> [Objectives]
[1] In the judgment summary, condense the paragraph that opens "1. For an appellant to have an interest" into a shorter version that keeps its main points.
[2] Continue the judgment summary after its final paragraph.

> [Quoted passage]
§

This document is an excerpt from the EUR-Lex website
Document 62006CJ0501
Summary of the Judgment
Summary of the Judgment
1. Appeals – Interest in bringing proceedings – Condition
2. Appeals – Cross-appeal – Subject-matter
(Rules of Procedure of the Court of Justice, Art. 116)
3. Appeals – Cross-appeal – Interest in bringing proceedings – Condition
4. Competition – Agreements, decisions and concerted practices – Adverse effect on competition – Criteria for assessment – Anti-competitive purpose – Sufficient
(Art. 81(1) EC)
5. Competition – Agreements, decisions and concerted practices – Adverse effect on competition – Criteria for assessment – Intention of the parties to an agreement to restrict competition – Unnecessary criterion
(Art. 81(1) EC)
6. Competition – Agreements, decisions and concerted practices – Adverse effect on competition – Agreements intended to restrict parallel trade
(Art. 81 EC)
7. Competition – Agreements, decisions and concerted practices – Prohibition – Exemption – Conditions – Burden of proof
(Art. 81(3) EC)
8. Competition – Agreements, decisions and concerted practices – Prohibition –Exemption – Conditions – Complex evaluation of economic matters
(Art. 81(3) EC)
9. Competition – Agreements, decisions and concerted practices – Prohibition – Exemption – Conditions – Improvement of production or distribution of goods or promotion of technical or economic progress
(Art. 81(3) EC)
1. For an appellant to have an interest in bringing proceedings the appeal must be capable, if successful, of procuring an advantage to the party bringing it. In so far as an appeal is directed against part of the grounds of a judgment and asks the Court to effect a replacement of grounds, without calling into question the operative part of that judgment, it must be held to be inadmissible because it cannot procure an advantage for the party bringing it and is not capable of affecting the operative part of that judgment.
(see paras 23-26)
2. In a situation in which an applicant and a defendant at first instance both bring an appeal against the same judgment of the Court of First Instance, there is nothing in the wording of Article 116 of the Rules of Procedure of the Court of Justice to indicate that a defendant at first instance may not bring, cumulatively, on the one hand, an appeal and, on the other, a cross-appeal against the main appeal brought by the applicant at first instance, irrespective of whether that judgment relates to a number of cases and whether those cases have been joined. Cases which have been joined do not cease to be distinct cases. Bringing an appeal and a cross-appeal cumulatively does not constitute an abuse of procedure.
There is, moreover, nothing in the wording of Article 116 of the Rules of Procedure to indicate that the defendant at first instance who has brought an appeal and a cross-appeal may not, in the context of the cross-appeal, rely on grounds of defence in response to the specific pleas contained in the appeal brought by the applicant at first instance. The fact that the grounds of defence are set out in the part of its response entitled ‘cross-appeal’ is not such as to cast doubt on this conclusion. Importance should not be attached solely to the formal title of a part of pleadings, without regard to the actual content of that part.

§

> [Given information]
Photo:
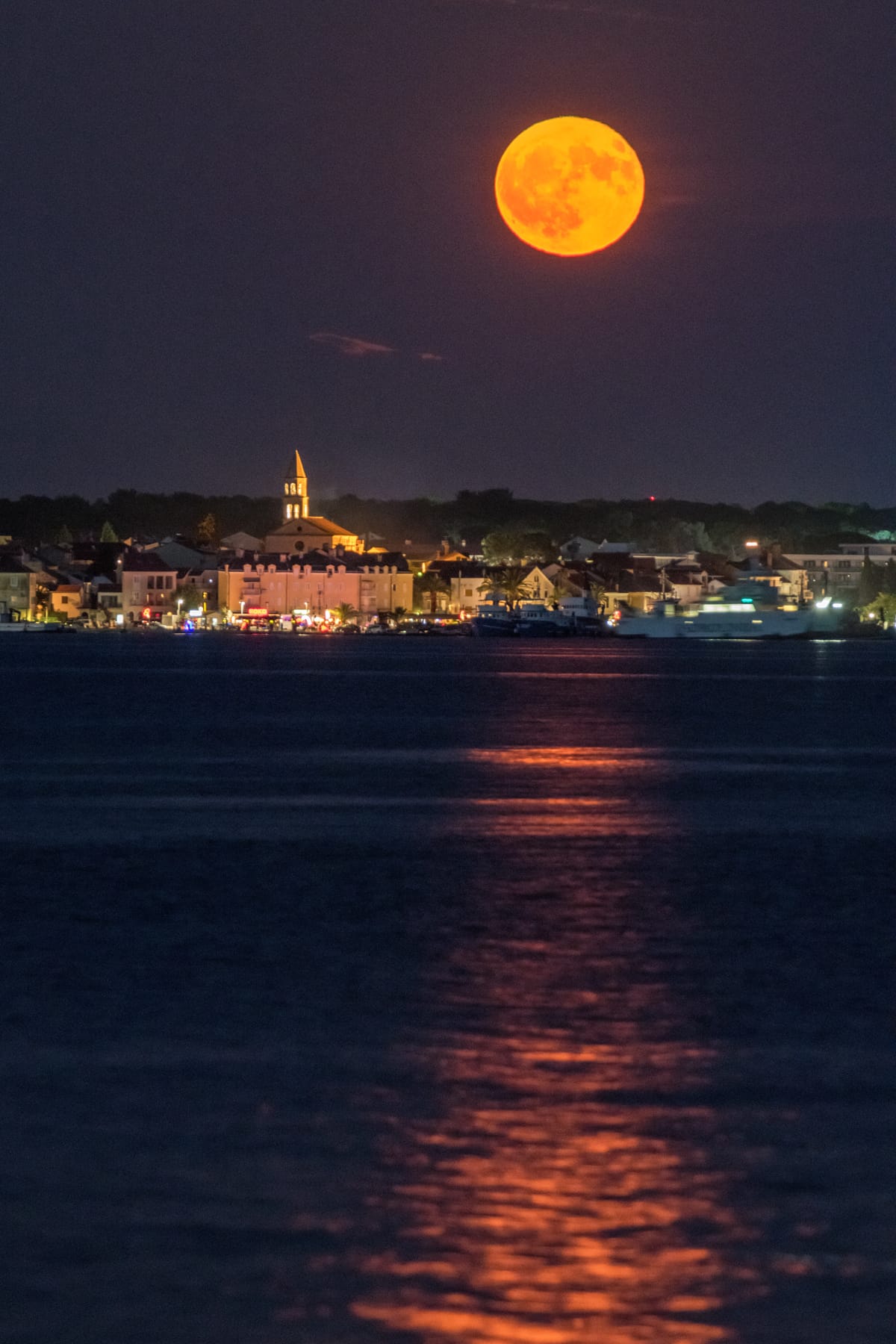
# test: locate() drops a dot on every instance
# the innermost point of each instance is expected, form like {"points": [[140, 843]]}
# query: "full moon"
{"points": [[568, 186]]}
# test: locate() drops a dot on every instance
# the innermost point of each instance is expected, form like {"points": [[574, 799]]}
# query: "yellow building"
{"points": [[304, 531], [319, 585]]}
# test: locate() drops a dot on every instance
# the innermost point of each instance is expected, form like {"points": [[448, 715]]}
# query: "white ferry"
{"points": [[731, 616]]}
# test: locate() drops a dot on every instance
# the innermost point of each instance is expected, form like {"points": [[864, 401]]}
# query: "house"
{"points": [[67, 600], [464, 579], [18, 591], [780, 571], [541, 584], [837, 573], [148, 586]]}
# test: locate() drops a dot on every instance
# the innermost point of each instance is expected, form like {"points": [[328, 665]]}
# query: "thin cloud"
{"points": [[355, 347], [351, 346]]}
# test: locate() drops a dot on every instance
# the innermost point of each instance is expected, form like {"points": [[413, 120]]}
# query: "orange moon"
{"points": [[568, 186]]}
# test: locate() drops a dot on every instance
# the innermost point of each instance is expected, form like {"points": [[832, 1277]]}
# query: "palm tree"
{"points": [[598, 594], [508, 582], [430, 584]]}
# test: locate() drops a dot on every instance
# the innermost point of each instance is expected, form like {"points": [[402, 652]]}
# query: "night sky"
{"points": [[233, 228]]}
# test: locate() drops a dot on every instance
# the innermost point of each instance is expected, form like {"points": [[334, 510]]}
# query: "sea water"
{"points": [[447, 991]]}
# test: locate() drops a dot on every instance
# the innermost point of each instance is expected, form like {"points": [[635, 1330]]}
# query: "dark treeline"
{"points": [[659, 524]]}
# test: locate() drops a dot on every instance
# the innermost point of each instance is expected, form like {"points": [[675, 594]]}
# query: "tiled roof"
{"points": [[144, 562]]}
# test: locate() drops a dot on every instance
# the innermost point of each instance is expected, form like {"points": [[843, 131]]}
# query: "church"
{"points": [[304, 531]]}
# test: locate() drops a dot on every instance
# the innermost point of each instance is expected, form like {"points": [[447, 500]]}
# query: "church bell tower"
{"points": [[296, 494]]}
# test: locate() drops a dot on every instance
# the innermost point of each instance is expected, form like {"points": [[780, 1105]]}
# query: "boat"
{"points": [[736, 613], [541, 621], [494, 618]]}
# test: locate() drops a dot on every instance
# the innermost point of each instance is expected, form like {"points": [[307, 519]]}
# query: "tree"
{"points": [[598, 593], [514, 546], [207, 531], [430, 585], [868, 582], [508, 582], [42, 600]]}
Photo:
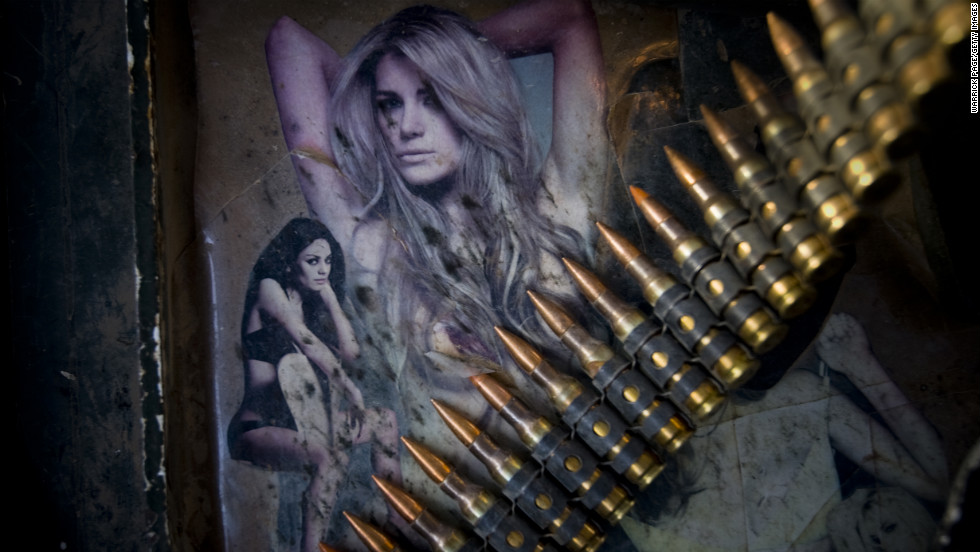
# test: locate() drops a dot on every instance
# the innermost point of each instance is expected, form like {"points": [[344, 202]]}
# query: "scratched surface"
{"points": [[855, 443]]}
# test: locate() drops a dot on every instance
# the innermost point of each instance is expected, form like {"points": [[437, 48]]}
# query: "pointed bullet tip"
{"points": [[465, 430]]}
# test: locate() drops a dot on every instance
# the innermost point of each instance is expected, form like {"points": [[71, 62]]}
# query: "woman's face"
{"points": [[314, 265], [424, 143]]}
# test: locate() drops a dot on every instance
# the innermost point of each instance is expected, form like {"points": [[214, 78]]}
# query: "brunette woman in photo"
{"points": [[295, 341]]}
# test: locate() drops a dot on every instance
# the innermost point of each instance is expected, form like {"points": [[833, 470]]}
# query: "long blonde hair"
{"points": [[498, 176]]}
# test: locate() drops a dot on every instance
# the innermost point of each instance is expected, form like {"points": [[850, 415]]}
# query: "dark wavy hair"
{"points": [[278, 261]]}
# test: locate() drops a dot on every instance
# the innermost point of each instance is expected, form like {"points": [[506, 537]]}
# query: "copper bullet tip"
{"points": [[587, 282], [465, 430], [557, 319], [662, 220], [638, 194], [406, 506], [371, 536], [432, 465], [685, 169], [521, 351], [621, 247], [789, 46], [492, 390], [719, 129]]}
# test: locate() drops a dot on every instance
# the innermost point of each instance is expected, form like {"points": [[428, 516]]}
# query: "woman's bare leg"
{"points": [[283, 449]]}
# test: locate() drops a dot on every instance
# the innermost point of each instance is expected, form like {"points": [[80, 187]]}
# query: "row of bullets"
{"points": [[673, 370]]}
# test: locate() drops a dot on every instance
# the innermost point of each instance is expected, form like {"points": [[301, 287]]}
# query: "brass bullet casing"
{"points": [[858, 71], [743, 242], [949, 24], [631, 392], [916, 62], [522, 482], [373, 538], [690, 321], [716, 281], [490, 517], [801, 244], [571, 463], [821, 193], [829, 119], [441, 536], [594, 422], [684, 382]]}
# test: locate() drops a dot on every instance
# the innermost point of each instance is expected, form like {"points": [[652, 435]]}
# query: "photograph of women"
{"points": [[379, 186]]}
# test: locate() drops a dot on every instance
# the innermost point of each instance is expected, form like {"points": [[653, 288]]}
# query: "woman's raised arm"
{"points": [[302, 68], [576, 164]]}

§

> [Responses for each task]
[1] An appeal gives the appellant an interest in bringing proceedings only if, when it succeeds, it can procure the appellant an advantage. An appeal against part of a judgment's grounds that seeks only a replacement of grounds, and leaves the operative part unchallenged, is inadmissible. It can procure no advantage and cannot affect the operative part.

[2]
(see paras 31, 36, 38)
3. Just as for an appeal, for an appellant to have an interest in bringing proceedings the cross-appeal must be capable, if successful, of procuring an advantage to the party bringing it.
(see para. 33)
4. The anti-competitive object and effect of an agreement are not cumulative but alternative conditions for assessing whether such an agreement comes within the scope of the prohibition laid down in Article 81(1) EC. The alternative nature of that condition, indicated by the conjunction ‘or’, leads first to the need to consider the precise purpose of the agreement, in the economic context in which it is to be applied. If, however, the analysis of the content of the agreement does not reveal a sufficient degree of harm to competition, the consequences of the agreement are then to be considered and for it to be caught by the prohibition factors must be found to be present which show that competition has in fact been prevented, restricted or distorted to an appreciable extent. It is not necessary to examine the effects of an agreement once its anti-competitive object has been established.
(see para. 55)
5. In order to assess the anti-competitive nature of an agreement, regard must be had, in particular, to the content of its provisions, the objectives it seeks to attain and the economic and legal context of which it forms a part. In addition, although the parties’ intention is not a necessary factor in determining whether an agreement is restrictive, there is nothing to prohibit the Commission or the Community judicature from taking that aspect into account.
(see para. 58)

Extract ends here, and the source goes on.